The CEL didn’t not turn off on re-start of the car, but when I read the codes, P0011 had gone, I was left only with P0550 (my next investigation – power steering!) so I’m not overly concerned about that, one thing at a time, I think it’s positive that it removed P0011 on its own.

It has previously taken about 6 days between resetting the codes to them popping back up, so I guess a waiting game now to see how it goes. It felt fine on a quick test, but time will tell the eventual result one way or the other.

Thanks for your help so far, it’s been great to get some insight and advise. I’ll update if anything changes, or if it stays well, fingers crossed.

Thanks,

Mike


----------



## quadraria10 (Jul 6, 2010)

Glad you got then installed so easily. As you mention you need to be a bit of a contortionist for the crankshaft sensor, and it probably helps to be thin and tall lol.
Codes related to the sensors usually disappear after you replace the sensor-- did so on mine for the crankshaft sensor and an O2 sensor. I am sure you have solved that issue.
Now of course its tracking down the issue with the power steering. I haven't heard of many problems relating to it, but unless you have a problem with a leak, or fluid, it could be a sensor once again.
Quick check shows this to be the part number.

49763-6N20A Power Steering Pressure Sensor Assembly

Once again this is a part that was used on other Nissan and Infiniti models, and even if the X trail does not show in some part listings its mainly because it does not exist in American data bases as it was never sold there. So if you need to buy this sensor widen your search abit as the price difference can be 4 or 5 times the price or more. On rock auto their options are all around $140 or so, Amazon shows it at 100+ and they also sell aftermarket ones for $17 + shipping. 

And while this is for a 2004, it should be similar and help you 
https://ownersmanuals2.com/nissan/x-trail-2004-repair-manual-power-steering-system-section-ps-38695

Good luck with it.


----------



## quadraria10 (Jul 6, 2010)

Just to confirm the part number above is the correct one for your X trail, and 49763-6N20A is as well for both Nissan and Infiniti parts

http://nissan4u.com/parts/info/497636N200/ 

here is the diagram
http://nissan4u.com/parts/x_trail/e...ing_and_power_steering_piping/illustration_1/

Because it was used in so many models, and it is so rare to hear about problems with it, in your shoes if I have access to a pick and pull yard or a scrap yard, I would find a used one. In my neck of the world that would cost something like $6. But that said, I suspect the problem might well not be the sensor.


----------



## Mike99295 (Mar 21, 2019)

Once again, many thanks for the prompt reply and helpful info!
▬▬▬▬▬▬▬▬▬▬
> [Exercise] Summarize the forum thread about the car's trouble codes in two sentences. The material after this point was drawn from a separate source.

Photo-based point-labeling data:
▬▬▬▬▬▬▬▬▬▬
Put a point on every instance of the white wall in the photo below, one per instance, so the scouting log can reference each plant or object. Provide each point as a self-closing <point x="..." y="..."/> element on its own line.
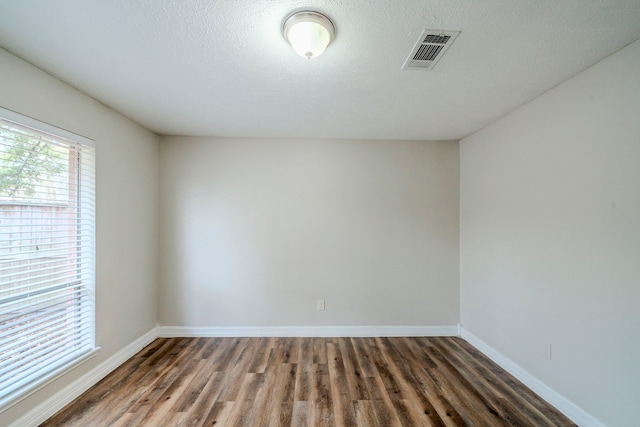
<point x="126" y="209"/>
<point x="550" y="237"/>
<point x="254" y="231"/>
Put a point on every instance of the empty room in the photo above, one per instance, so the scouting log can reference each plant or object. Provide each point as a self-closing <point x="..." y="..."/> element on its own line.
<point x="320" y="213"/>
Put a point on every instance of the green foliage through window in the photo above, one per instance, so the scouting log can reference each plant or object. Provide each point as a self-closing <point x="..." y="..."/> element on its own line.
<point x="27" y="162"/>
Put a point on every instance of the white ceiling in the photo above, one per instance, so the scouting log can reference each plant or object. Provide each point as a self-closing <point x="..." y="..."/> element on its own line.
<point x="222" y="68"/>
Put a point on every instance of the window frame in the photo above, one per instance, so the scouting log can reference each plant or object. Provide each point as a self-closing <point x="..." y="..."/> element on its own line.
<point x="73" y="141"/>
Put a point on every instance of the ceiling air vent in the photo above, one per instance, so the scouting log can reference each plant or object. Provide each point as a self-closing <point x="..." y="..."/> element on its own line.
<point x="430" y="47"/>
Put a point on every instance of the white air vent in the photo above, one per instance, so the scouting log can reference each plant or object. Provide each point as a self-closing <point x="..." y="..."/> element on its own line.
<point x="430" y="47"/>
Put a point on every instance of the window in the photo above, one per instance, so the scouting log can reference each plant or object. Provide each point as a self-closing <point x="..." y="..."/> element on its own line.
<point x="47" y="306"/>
▬▬▬▬▬▬▬▬▬▬
> [Task result] After the restart, Mike found that code P0011 had cleared and only P0550, tied to the power steering, remained, though codes had earlier taken about six days to return. quadraria10 named the power steering pressure sensor, part 49763-6N20A, as a possible cause and advised searching widely or finding a used one at a scrap yard because prices vary greatly, while suspecting the sensor might well not be the problem.